[Point-based annotation data]
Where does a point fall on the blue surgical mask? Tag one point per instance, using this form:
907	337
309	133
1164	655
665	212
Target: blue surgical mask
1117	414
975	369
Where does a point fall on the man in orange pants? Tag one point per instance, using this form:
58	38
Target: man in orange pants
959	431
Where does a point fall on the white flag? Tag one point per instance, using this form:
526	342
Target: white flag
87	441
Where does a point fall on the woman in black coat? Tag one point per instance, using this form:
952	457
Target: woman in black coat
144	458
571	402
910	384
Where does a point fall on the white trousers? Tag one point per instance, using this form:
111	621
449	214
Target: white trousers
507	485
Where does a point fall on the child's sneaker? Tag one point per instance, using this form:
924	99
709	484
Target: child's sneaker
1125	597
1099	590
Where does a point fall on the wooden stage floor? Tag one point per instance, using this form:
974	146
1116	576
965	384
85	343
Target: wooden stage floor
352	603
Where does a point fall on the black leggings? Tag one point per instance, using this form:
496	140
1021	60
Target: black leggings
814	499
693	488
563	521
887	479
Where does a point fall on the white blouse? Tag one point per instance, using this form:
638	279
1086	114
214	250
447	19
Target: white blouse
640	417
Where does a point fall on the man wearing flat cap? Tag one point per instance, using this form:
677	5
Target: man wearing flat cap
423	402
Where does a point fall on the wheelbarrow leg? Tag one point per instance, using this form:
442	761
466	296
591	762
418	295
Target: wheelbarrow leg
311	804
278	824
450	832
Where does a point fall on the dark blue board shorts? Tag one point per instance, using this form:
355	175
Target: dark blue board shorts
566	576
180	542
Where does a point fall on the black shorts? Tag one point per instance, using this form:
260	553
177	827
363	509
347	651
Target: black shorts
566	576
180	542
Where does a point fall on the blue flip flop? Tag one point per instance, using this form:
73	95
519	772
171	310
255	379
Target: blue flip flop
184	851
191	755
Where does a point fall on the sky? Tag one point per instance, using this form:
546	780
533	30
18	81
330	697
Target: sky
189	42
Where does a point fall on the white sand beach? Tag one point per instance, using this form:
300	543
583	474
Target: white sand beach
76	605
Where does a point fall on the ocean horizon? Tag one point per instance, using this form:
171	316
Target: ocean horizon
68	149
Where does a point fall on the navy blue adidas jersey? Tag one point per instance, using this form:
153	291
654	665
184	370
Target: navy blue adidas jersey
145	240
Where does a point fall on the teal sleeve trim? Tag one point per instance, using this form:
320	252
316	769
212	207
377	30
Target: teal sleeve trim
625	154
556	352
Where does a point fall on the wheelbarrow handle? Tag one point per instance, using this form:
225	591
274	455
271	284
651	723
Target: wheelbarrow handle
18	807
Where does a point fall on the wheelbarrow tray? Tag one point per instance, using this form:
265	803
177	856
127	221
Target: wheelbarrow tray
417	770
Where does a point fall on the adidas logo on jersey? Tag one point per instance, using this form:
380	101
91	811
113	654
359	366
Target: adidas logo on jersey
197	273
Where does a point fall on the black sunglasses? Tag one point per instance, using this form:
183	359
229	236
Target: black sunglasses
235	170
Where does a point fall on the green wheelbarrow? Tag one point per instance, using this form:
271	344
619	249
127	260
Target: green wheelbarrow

> _EXERCISE INSTRUCTIONS_:
Return all of the data precisely as it appears.

> _FINISHED TASK_:
Where does a point fall on the blue surgical mask? Tag one point per instance, using this form:
907	337
309	133
1164	655
665	212
Target: blue surgical mask
1117	414
975	369
Where does a point fall on the man in orange pants? Tag one point per instance, using this form:
58	38
Target: man in orange pants
959	431
Where does a point fall on the white flag? Tag one point per instance, using this form:
526	342
Target: white flag
87	441
Where does a point fall on the woman in black coat? Tag one point per instance, using this form:
952	457
Target: woman in black coat
144	458
571	402
910	384
Where does a point fall on the white trousers? Tag one point per instance, using this form:
111	621
449	214
Target: white trousers
507	485
Where does a point fall on the child's sneaker? Tag one point per instance, using this form:
924	99
709	484
Target: child's sneaker
1125	597
1099	590
Where does a point fall on the wooden stage floor? Tag one point per instance, using this form:
974	146
1116	576
965	384
85	343
Target: wooden stage floor
352	603
Where does a point fall on the black leggings? Tag one point per instance, using this form:
496	140
1021	60
Target: black leggings
814	499
693	488
563	521
887	479
Where does a point fall on the white blouse? Tag one point per instance, using this form:
638	279
1086	114
214	250
447	19
Target: white blouse
640	417
Where does a point fall on the man wearing flat cap? Tag one point per instance, using this form:
677	5
Target: man wearing flat cap
423	402
Where does a point fall on the wheelbarrow leg? Tag one point per instance, using this form:
442	761
466	296
591	762
418	295
Target: wheelbarrow leg
311	804
278	824
450	832
Where does a point fall on the dark blue board shorts? Tag one point per instance, using this form:
355	175
Target: dark blue board shorts
566	576
180	542
Where does a point fall on the black shorts? Tag one point per instance, using this form:
260	553
177	827
363	509
347	651
Target: black shorts
566	576
180	542
Where does a point fall on the blue flip flop? Tag one point per instance, using this form:
73	95
519	772
171	310
255	379
Target: blue flip flop
184	851
191	755
Where does a point fall on the sky? Tag one point per instance, using this form:
546	780
533	30
18	81
330	697
Target: sky
189	42
Where does a point fall on the white sand beach? Tag one point per instance, using this form:
300	543
583	474
Target: white sand beach
76	605
Where does a point fall on the ocean horizon? Tag one point per instance, using this form:
171	316
Target: ocean horizon
68	149
Where does a point fall on the navy blue adidas jersey? Tag one point per instance, using this form:
153	291
654	665
184	370
Target: navy blue adidas jersey
145	240
Where does a point fall on the teal sleeve trim? Tag one point per instance, using this form:
320	252
316	769
212	207
377	30
Target: teal sleeve trim
625	154
556	352
Where does a point fall on the wheelbarrow handle? Tag one point per instance, using this form:
225	591
274	455
271	284
651	723
Target: wheelbarrow handle
18	807
Where does a point fall on the wheelbarrow tray? Tag one point per instance, using this form:
265	803
177	856
127	221
Target: wheelbarrow tray
417	770
Where does a point fall on the adidas logo on jersey? Tag one point per instance, using this form:
380	101
91	811
113	654
359	366
Target: adidas logo on jersey
197	273
Where does a point fall on the black sunglasses? Tag one point per instance, using this form:
183	359
229	236
Target: black sunglasses
235	170
Where does a point fall on the green wheelbarrow? Tag one point per instance, using this form:
271	344
619	249
127	260
Target: green wheelbarrow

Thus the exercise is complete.